Assigned task:
Each line of the listing that includes "hood" should be reported.
----------------------------------------
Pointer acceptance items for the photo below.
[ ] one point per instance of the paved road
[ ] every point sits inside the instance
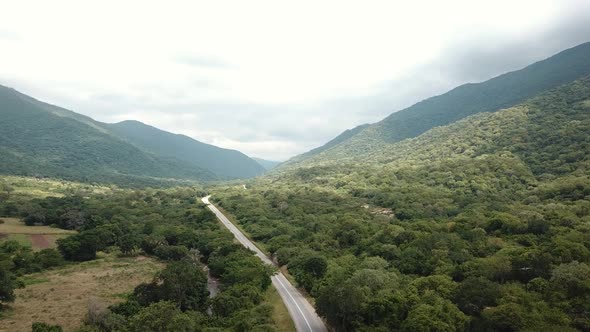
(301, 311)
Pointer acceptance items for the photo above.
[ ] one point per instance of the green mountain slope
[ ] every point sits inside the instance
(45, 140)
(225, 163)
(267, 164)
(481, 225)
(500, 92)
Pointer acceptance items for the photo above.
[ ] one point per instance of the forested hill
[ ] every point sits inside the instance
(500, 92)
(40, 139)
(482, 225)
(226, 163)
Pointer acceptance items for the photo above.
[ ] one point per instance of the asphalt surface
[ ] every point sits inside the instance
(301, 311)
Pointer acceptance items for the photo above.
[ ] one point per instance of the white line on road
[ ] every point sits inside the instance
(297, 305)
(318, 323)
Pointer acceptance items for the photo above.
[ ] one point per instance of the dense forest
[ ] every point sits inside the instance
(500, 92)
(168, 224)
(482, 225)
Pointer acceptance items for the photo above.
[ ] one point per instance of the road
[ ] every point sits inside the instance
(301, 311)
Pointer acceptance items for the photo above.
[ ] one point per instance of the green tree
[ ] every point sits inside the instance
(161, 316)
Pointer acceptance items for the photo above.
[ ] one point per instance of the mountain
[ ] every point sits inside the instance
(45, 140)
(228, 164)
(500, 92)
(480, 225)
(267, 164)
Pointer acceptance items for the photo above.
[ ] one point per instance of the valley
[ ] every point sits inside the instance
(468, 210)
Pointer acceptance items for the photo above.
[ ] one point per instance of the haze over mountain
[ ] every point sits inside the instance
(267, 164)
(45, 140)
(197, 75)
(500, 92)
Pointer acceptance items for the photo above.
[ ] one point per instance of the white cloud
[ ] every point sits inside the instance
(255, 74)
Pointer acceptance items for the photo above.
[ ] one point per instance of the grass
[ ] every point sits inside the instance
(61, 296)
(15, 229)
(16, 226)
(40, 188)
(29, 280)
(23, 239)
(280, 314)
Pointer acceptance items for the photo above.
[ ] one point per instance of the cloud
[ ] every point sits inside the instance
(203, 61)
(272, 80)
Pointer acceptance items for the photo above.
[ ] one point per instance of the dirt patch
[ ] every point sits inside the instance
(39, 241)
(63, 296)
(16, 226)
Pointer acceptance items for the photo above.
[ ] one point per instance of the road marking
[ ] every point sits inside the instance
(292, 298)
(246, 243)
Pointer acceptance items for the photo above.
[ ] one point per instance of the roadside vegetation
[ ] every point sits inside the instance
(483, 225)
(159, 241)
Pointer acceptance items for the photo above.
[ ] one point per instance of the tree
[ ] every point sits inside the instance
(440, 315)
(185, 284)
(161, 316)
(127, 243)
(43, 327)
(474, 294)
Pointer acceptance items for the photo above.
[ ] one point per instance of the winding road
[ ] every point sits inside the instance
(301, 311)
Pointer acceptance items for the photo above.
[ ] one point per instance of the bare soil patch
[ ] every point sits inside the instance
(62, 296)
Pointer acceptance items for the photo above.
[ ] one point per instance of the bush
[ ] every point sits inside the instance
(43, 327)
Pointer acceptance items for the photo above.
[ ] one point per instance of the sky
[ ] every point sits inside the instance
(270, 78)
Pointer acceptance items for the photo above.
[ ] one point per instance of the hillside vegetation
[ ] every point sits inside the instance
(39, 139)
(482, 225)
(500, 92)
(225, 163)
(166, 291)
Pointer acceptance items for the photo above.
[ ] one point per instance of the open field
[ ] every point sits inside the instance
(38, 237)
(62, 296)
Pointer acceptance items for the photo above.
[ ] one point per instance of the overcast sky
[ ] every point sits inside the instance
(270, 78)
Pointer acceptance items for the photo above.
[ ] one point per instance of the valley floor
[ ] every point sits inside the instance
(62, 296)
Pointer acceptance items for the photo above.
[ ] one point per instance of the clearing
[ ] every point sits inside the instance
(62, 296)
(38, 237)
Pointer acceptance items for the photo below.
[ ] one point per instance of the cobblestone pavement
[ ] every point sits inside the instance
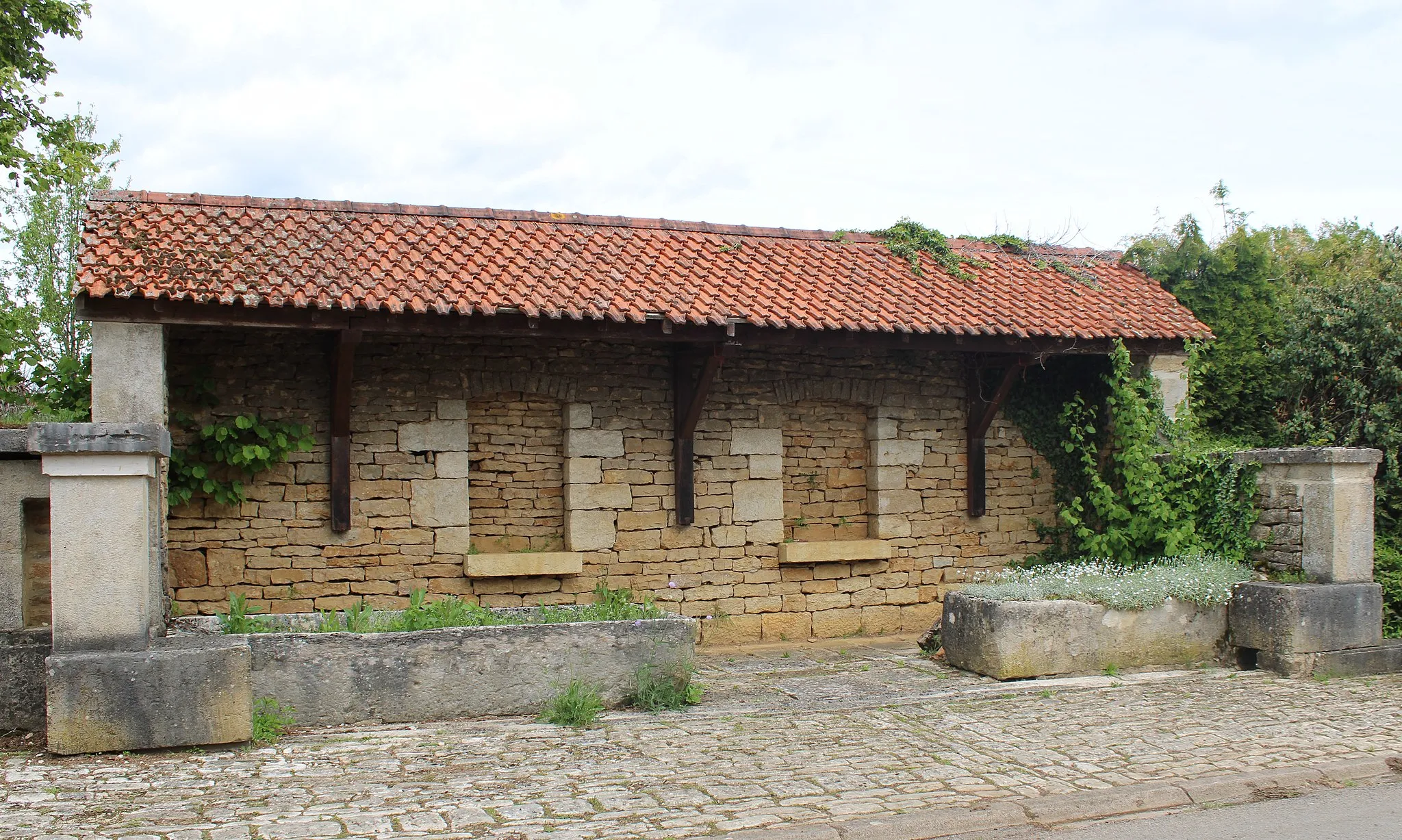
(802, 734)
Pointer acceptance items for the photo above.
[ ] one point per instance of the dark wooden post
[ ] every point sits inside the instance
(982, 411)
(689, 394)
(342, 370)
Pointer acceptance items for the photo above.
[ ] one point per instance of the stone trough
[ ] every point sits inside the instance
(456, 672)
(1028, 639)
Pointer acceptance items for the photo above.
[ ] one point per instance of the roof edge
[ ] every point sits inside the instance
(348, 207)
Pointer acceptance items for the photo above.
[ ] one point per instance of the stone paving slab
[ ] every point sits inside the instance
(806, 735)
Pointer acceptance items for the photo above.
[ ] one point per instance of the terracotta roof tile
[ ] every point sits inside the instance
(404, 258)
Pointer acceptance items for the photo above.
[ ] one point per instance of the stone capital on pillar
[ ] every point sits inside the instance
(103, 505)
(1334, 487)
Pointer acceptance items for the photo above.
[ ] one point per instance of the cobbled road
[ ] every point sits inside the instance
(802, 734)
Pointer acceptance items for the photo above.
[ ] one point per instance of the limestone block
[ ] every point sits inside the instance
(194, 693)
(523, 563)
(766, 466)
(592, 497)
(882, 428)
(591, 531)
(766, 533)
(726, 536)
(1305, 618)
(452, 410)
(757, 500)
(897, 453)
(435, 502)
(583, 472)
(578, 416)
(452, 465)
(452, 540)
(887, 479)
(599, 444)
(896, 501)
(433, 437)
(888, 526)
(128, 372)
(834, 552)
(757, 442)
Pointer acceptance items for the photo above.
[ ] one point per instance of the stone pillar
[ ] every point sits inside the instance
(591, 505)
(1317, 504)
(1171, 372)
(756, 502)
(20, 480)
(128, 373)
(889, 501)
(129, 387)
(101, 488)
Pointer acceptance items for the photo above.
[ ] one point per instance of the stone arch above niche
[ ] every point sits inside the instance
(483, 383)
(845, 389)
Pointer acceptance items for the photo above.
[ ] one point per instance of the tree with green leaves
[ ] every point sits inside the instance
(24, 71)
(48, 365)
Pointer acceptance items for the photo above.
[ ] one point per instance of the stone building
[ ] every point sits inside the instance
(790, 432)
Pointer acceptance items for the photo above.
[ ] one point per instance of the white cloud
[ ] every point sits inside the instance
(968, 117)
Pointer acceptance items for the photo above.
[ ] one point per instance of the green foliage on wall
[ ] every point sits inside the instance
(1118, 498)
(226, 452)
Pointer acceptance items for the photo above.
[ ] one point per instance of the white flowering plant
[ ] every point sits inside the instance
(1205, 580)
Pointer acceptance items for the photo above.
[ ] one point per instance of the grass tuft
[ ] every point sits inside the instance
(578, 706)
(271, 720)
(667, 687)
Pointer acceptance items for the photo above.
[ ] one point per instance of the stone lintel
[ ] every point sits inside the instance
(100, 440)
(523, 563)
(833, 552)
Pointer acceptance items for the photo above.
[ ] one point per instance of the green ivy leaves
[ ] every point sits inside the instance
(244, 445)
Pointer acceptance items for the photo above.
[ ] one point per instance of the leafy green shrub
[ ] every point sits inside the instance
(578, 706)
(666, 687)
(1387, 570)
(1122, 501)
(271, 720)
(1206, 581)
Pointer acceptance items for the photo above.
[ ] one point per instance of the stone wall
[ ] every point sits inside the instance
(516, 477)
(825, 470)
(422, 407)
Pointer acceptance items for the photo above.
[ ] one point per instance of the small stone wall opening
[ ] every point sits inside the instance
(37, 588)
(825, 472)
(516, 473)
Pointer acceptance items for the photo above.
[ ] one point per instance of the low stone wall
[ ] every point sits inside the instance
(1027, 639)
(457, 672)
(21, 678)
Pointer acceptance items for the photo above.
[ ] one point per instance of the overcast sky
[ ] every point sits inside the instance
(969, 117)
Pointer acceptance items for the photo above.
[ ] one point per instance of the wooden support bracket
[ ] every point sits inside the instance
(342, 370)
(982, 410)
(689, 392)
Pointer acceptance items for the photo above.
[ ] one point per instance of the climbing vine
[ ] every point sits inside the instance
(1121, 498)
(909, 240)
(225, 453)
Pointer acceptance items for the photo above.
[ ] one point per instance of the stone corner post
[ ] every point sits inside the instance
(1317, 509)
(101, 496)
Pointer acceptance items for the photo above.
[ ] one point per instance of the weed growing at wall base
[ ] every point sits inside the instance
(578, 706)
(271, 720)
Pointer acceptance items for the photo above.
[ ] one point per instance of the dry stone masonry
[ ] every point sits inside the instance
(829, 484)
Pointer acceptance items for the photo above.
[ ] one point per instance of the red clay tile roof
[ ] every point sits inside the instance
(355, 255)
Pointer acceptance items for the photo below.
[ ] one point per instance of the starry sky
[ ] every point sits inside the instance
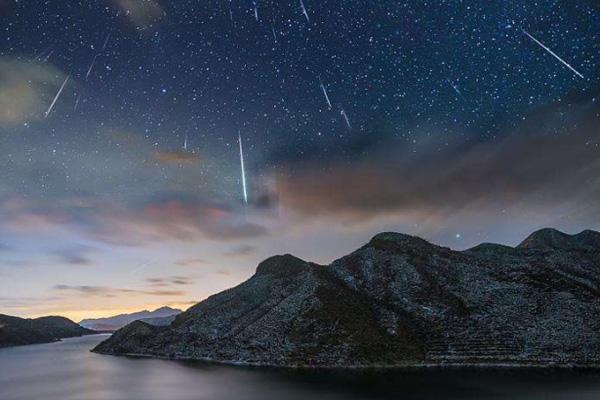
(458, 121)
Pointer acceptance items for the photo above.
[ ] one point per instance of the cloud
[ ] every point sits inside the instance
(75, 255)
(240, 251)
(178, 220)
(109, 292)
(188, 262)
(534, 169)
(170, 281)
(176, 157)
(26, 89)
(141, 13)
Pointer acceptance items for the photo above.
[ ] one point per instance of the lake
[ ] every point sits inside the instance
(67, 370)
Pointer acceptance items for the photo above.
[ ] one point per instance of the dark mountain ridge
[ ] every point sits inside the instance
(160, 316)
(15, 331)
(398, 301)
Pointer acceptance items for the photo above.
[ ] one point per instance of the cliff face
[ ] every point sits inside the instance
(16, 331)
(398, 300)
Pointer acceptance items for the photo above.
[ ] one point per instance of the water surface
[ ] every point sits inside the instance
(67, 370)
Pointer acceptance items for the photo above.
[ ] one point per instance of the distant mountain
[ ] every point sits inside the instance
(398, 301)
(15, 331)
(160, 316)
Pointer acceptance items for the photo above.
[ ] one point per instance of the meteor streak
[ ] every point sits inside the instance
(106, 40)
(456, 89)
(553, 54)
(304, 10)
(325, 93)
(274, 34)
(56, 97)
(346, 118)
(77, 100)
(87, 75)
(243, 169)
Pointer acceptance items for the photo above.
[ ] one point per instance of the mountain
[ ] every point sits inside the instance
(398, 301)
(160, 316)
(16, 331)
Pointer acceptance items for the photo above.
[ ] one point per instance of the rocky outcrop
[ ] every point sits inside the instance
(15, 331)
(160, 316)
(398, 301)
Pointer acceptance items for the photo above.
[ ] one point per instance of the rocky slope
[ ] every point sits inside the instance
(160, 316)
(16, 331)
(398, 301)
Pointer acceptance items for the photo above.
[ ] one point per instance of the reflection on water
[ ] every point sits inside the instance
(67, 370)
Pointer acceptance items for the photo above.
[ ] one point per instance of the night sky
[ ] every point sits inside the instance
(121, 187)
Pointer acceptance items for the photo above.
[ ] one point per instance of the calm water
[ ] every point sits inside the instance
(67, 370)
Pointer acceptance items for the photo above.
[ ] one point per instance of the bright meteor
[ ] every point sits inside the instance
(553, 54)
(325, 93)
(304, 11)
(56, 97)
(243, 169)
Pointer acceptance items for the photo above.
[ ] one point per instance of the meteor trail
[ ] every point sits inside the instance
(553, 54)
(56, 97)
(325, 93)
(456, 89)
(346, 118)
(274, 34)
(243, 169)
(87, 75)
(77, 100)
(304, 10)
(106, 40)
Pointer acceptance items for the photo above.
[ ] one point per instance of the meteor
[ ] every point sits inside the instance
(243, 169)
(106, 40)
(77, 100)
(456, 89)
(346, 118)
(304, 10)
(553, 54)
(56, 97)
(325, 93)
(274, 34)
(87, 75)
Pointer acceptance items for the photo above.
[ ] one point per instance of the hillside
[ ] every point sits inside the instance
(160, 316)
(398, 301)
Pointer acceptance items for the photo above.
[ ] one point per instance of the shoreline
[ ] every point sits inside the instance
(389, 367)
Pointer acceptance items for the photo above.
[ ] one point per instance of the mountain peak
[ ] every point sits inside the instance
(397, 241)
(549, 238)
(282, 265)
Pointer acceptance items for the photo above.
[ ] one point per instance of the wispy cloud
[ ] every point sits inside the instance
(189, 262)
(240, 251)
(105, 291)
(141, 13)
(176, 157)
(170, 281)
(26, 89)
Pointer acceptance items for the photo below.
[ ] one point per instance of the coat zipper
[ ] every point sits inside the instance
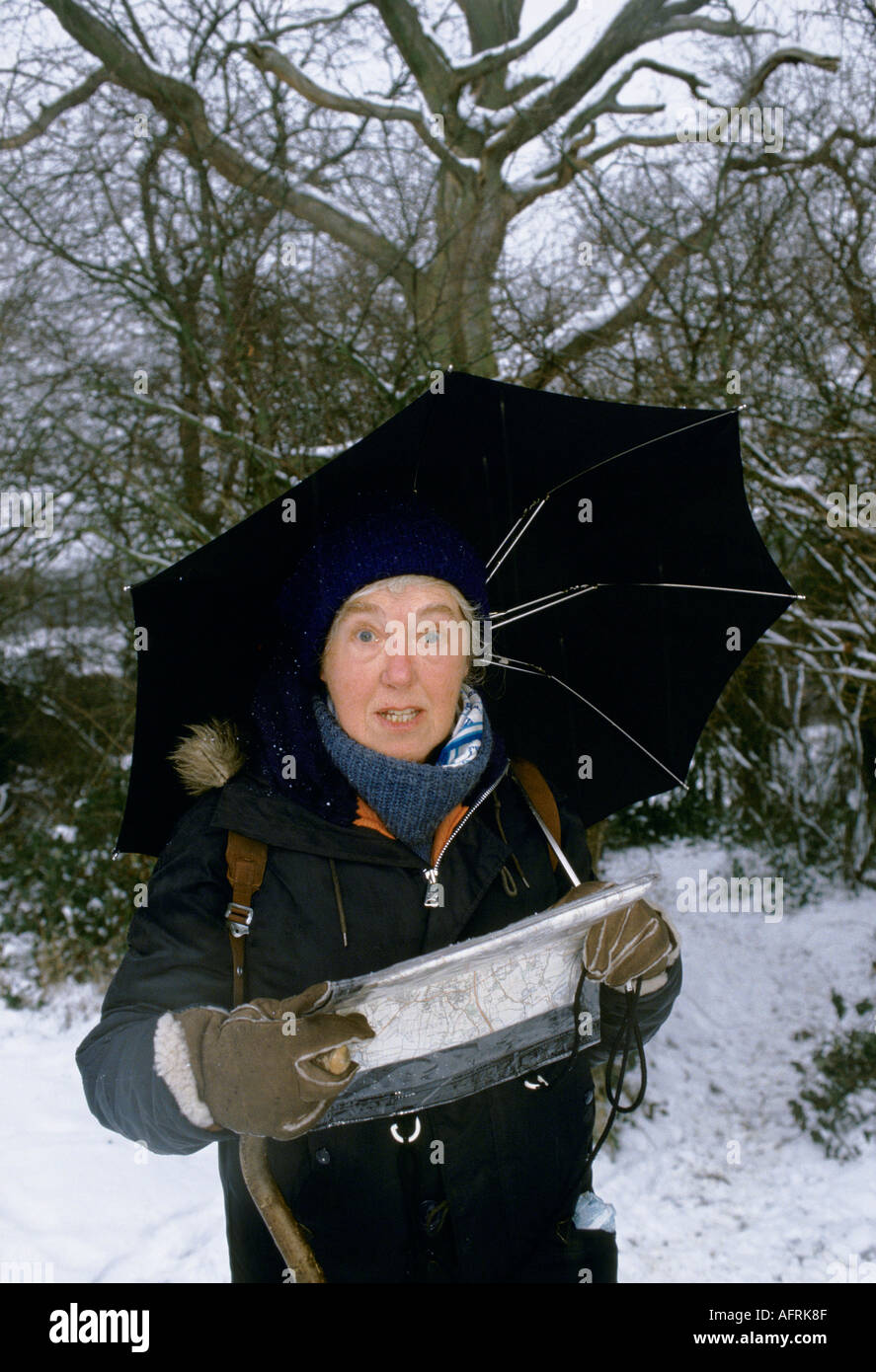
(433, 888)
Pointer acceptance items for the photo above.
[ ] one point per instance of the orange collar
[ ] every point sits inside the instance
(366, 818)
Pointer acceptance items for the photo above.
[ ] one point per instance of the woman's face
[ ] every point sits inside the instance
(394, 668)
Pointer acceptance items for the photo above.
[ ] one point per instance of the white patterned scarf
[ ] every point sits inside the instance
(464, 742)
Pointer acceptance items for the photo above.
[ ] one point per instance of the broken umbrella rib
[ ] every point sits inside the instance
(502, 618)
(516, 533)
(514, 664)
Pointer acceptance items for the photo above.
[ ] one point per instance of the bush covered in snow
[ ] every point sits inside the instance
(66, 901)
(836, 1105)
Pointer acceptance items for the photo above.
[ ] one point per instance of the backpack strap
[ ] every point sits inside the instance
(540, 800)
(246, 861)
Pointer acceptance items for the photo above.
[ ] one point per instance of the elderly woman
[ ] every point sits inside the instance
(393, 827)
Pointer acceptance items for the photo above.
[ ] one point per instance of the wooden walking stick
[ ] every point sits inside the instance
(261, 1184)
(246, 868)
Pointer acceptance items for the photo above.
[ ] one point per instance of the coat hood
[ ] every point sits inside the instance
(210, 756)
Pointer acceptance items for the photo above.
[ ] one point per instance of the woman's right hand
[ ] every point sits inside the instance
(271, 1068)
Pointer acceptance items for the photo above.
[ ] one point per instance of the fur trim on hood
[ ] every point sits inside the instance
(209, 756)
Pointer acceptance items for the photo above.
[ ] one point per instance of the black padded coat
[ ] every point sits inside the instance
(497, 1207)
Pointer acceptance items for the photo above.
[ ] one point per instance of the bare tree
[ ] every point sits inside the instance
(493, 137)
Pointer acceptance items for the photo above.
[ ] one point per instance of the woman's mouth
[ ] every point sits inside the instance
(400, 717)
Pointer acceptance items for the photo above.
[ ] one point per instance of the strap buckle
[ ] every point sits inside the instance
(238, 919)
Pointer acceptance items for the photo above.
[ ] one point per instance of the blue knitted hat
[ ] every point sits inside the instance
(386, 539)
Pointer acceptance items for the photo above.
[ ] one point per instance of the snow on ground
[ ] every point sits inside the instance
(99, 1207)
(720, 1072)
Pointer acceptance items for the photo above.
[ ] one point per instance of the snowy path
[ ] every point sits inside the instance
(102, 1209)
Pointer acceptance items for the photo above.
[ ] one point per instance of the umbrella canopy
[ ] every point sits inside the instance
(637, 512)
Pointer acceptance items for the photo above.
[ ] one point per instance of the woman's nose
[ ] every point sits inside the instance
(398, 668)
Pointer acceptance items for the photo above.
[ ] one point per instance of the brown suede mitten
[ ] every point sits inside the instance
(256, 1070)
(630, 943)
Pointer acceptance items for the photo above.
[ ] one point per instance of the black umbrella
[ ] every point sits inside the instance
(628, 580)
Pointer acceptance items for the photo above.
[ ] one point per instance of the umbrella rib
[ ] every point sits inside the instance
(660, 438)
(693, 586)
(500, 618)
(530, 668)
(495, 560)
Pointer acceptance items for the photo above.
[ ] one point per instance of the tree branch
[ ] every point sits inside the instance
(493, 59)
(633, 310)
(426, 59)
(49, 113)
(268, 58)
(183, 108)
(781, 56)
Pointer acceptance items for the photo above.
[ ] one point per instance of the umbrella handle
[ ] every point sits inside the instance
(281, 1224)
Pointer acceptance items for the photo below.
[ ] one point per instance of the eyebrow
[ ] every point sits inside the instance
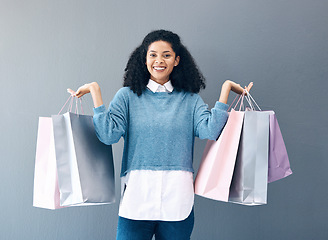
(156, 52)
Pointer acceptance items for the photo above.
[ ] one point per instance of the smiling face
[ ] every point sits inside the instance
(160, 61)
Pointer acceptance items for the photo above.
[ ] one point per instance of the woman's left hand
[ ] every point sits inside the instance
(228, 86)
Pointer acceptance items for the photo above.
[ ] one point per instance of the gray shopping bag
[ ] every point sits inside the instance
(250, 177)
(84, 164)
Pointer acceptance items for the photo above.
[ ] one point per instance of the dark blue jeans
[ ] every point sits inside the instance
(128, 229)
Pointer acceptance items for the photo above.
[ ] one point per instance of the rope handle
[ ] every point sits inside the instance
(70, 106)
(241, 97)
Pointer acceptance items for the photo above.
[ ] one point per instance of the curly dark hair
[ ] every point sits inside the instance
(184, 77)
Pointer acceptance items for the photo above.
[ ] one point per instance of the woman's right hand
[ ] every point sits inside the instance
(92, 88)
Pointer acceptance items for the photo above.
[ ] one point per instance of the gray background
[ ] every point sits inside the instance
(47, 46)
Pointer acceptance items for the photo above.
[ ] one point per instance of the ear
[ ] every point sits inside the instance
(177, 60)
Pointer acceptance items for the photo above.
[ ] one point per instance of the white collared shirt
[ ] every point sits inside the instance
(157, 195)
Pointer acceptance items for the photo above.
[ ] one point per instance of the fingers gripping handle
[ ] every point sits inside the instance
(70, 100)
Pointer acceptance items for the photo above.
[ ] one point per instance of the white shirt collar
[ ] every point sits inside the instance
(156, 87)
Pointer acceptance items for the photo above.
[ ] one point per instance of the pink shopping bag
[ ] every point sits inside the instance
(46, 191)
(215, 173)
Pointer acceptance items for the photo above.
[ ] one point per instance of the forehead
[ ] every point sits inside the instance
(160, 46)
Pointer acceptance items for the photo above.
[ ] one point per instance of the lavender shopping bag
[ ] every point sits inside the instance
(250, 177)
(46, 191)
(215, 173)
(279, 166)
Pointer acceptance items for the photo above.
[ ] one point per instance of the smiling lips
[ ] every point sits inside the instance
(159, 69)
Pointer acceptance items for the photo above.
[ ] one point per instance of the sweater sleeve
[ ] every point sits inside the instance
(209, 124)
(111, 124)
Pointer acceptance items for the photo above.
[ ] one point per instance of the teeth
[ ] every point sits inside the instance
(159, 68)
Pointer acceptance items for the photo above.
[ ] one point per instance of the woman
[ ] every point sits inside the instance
----------------------------------------
Result of this exercise:
[ ] one point per instance of the coat hood
[ ] one point per instance of the fur trim on hood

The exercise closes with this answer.